Les consignes:
A - D'après l'entretien avec Josef Nadj, où et quand la création « Quand la lune se lève » sera-t-elle présentée ?
B - Écrivez la suite de l'entretien avec Josef Nadj à partir de sa dernière phrase.

Extrait de page:
★ ★ ★
Entretien avec Josef Nadj
Propos recueillis par Montpellier Danse, le 12 janvier 2024 lors de sa résidence à l’Agora, cité internationale de la danse pour la création de Quand la lune se lève.
Votre prochaine création « Quand la lune se lève » aura lieu au Festival Montpellier Danse en juin 2024 à l’Opéra Comédie. Elle fait suite à Omma, pour laquelle vous dîtes que vous faîtes « table rase » de tout votre chemin chorégraphique pour débuter un nouveau cycle. Pouvez-vous nous en dire un peu plus ?
Quand je dis « faire table rase », c’est enlever toutes possibilités de recherche visuelle avec la scénographie. Donc le plateau est nu, pour se concentrer uniquement sur le corps. Je me suis surpris de voir, avec Omma, à quel point, mes danseurs et moi pouvions nous entendre, intuitivement. La spontanéité de réponse sur mes propositions m’émerveillait. J’ai retrouvé une forme de fraicheur, de sculpter tout ça, de vouloir composer avec. Après avoir tourné beaucoup avec Omma, les danseurs ont exprimé le désir de vouloir continuer avec moi. Moi aussi, j’avais cette sensation, il restait dans mes notes beaucoup d’idées, des petits motifs que nous n’avions ni le temps, ni la nécessité de vouloir mettre. Il y avait plein de petites portes ouvertes donc j’ai dit d’accord, on recommence un travail de recherche. Bien sûr, derrière nous, il y a eu des choses ; donc on fait table rase. Ça n’a pas été facile, il a fallu faire en sorte de se débarrasser de l’effet de « trouvaille » après Omma. Il a fallu retrouver ce regard, cette innocence, ça a pris du temps.
Vous parlez d’un travail de recherche, quels ont été les prémices de ces recherches, et comment se transposent-elles dans un spectacle ?
★ ★ ★
Extraits des lignes:
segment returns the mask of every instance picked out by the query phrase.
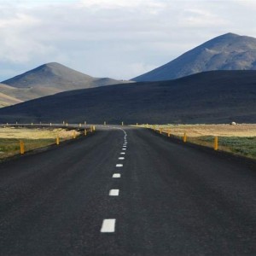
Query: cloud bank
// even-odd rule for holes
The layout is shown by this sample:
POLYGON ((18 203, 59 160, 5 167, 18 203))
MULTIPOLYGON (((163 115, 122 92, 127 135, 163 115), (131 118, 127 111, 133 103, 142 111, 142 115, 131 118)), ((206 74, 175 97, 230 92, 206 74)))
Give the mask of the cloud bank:
POLYGON ((0 0, 0 80, 57 61, 131 79, 226 32, 256 37, 253 0, 0 0))

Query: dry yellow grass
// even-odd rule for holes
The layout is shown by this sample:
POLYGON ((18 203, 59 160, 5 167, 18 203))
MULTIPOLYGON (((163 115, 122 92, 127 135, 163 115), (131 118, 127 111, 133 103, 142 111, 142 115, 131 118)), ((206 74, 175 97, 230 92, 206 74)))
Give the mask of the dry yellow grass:
POLYGON ((48 147, 55 143, 56 137, 60 141, 79 136, 76 130, 66 131, 61 128, 0 128, 0 160, 20 153, 20 141, 24 142, 26 152, 32 149, 48 147))
POLYGON ((219 136, 219 137, 256 137, 256 124, 230 125, 157 125, 167 132, 171 129, 173 135, 189 137, 219 136))
POLYGON ((15 127, 3 127, 0 128, 0 138, 12 138, 12 139, 50 139, 55 138, 58 135, 60 138, 68 139, 73 137, 73 132, 76 136, 79 134, 75 130, 66 131, 61 128, 49 129, 27 129, 27 128, 15 128, 15 127))
POLYGON ((256 159, 256 124, 231 125, 166 125, 143 127, 170 132, 172 137, 213 148, 214 137, 218 137, 218 150, 256 159))

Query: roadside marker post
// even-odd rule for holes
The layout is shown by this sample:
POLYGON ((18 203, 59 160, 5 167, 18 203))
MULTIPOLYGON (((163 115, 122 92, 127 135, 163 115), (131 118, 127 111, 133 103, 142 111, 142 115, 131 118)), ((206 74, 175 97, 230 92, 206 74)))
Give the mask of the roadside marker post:
POLYGON ((20 154, 23 154, 25 153, 25 147, 24 147, 24 143, 22 141, 20 142, 20 154))
POLYGON ((56 137, 56 145, 60 145, 60 137, 59 137, 59 136, 56 137))
POLYGON ((187 142, 187 133, 185 132, 183 136, 183 143, 185 143, 186 142, 187 142))
POLYGON ((214 150, 218 150, 218 137, 216 136, 214 137, 214 150))

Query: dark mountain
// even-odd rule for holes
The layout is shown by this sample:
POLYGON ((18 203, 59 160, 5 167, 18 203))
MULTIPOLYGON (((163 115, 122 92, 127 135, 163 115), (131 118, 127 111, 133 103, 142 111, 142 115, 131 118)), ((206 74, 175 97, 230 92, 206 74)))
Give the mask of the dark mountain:
POLYGON ((0 84, 0 108, 22 102, 13 96, 14 90, 15 88, 0 84))
MULTIPOLYGON (((9 102, 9 105, 11 105, 18 102, 20 102, 20 101, 35 99, 61 91, 121 83, 127 83, 127 81, 118 81, 108 78, 93 78, 59 63, 53 62, 42 65, 3 81, 3 84, 9 86, 4 89, 0 87, 0 91, 6 94, 7 96, 15 97, 17 100, 17 102, 9 102)), ((6 106, 6 104, 3 103, 2 106, 6 106)))
POLYGON ((0 109, 2 122, 255 123, 256 71, 78 90, 0 109))
POLYGON ((255 69, 256 38, 227 33, 131 80, 162 81, 205 71, 255 69))

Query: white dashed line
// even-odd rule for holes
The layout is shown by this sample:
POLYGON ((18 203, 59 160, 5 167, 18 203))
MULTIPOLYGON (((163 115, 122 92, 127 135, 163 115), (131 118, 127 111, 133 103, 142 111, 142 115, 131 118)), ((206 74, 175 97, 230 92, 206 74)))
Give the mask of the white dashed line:
POLYGON ((109 195, 111 195, 111 196, 119 196, 119 189, 111 189, 109 191, 109 195))
POLYGON ((113 233, 115 228, 115 218, 103 219, 101 232, 102 233, 113 233))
★ ★ ★
Réponses par consigne:
A - Elle sera présentée au Festival Montpellier Danse, en juin 2024, à l'Opéra Comédie.

B -
Quand j’étais jeune, j’ai baigné dans la musique noire américaine, j’adorais le jazz. Je me suis rendu compte que, dans ma compagnie, je n’avais jamais eu de danseur venu d’Afrique, noir. Je me suis demandé ce que cela pourrait donner de m’entourer avec des danses venues de là-bas, avec ces dialogues, ce travail, ce début de travail, de repenser ce rapport au corps et à l’écriture chorégraphique. J’ai découvert que les danseurs ne connaissaient pas le jazz. C’est un espace musical hyper riche, dans les énergies, les tempos, les idées. Je leur ai fait écouter, on a analysé, et on a essayé de le transposer en langage chorégraphié. On cherche une écriture chorégraphique qui y ressemble dans l’énergie, dans la vivacité. Ça, c’est le cœur de nos recherches. On fait un voyage dans l’histoire de la danse aussi, une étude. Encore une fois, l’Afrique est en première place quand on regarde les danses traditionnelles, les rites, les danses rituelles. Ils en connaissent beaucoup parce que chacun vient d’une région avec plusieurs traditions. Notre but est de trouver un langage contemporain qui colle à leurs histoires personnelles, à notre temps, qui ne renie pas ces traditions passées mais les transforme.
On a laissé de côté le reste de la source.